Si eras uno de  los intervencionistas liberales de la Brookings  Institution, “Irán parecía de repente listo para  quitarse los grilletes de la teocracia represiva  que lo ha gobernado desde la revolución de  1979”, como comentó Daniel Byman en Slate  más o menos en el mismo momento. Si eras  un acólito de Dick Cheney con inclinaciones  neoconservadoras, habrías escrito, como  John Ana en The Weekly Standard el pasado  septiembre, que el Movimiento Verde era “la  opción más viable disponible para resolver  satisfactoriamente la crisis nuclear iraní  exceptuando la guerra”.

Y si eras un escritor irano-estadounidense  como yo, que vivió la revolución de 1979,  entonces el Movimiento Verde parecía prometedor,  al igual que los grandes disturbios  que provocaron el derrocamiento del sha hace tres décadas, como escribí el pasado  junio en la revista Time.
---+---
Ejercicio 1
Transcribe del texto sobre el Movimiento Verde el fragmento entre "Si eras uno" y "la revista Time.", ambos incluidos.
Ejercicio 2
Anota todas las revistas o publicaciones que se nombran en el texto sobre el Movimiento Verde.
Ejercicio 3
Responde con lo que dice el texto sobre el Movimiento Verde:
(a) ¿En qué año ocurrió la revolución que se menciona?
(b) ¿En qué mes escribió John Ana sobre el Movimiento Verde?
(c) ¿En qué mes salió lo publicado en la revista Time?

Datos recopilados
---+---
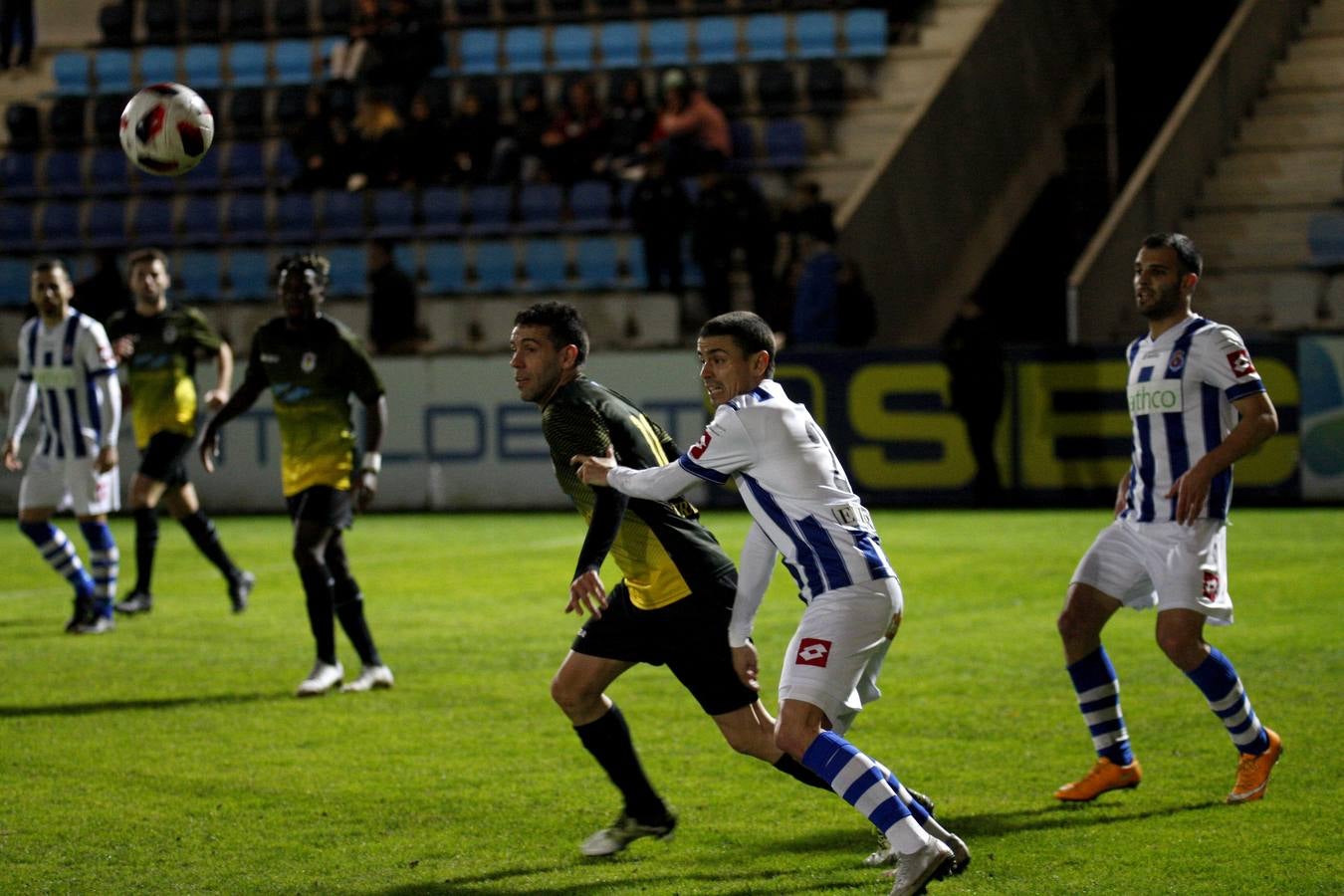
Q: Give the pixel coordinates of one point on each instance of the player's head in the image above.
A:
---+---
Respuesta 1
Si eras uno de  los intervencionistas liberales de la Brookings  Institution, “Irán parecía de repente listo para  quitarse los grilletes de la teocracia represiva  que lo ha gobernado desde la revolución de  1979”, como comentó Daniel Byman en Slate  más o menos en el mismo momento. Si eras  un acólito de Dick Cheney con inclinaciones  neoconservadoras, habrías escrito, como  John Ana en The Weekly Standard el pasado  septiembre, que el Movimiento Verde era “la  opción más viable disponible para resolver  satisfactoriamente la crisis nuclear iraní  exceptuando la guerra”.

Y si eras un escritor irano-estadounidense  como yo, que vivió la revolución de 1979,  entonces el Movimiento Verde parecía prometedor,  al igual que los grandes disturbios  que provocaron el derrocamiento del sha hace tres décadas, como escribí el pasado  junio en la revista Time.

Respuesta 2
Slate
The Weekly Standard
Time

Respuesta 3
(a) En 1979.
(b) En septiembre.
(c) En junio.